What you have to do >> Reproduce every line of the listing below, requests included, with each point coordinate in the answers multiplied by 2.25 and rounded to a whole number, halves rounded up.

Data section >>

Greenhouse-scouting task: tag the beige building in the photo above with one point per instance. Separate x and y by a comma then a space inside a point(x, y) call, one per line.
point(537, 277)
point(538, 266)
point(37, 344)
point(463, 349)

Solution to this exercise >>
Greenhouse-scouting task: tag the beige building in the photo above with one point per instance. Separate x and y by a comma then a space inside a point(x, y) call, one per line.
point(1208, 623)
point(1211, 599)
point(83, 774)
point(1042, 785)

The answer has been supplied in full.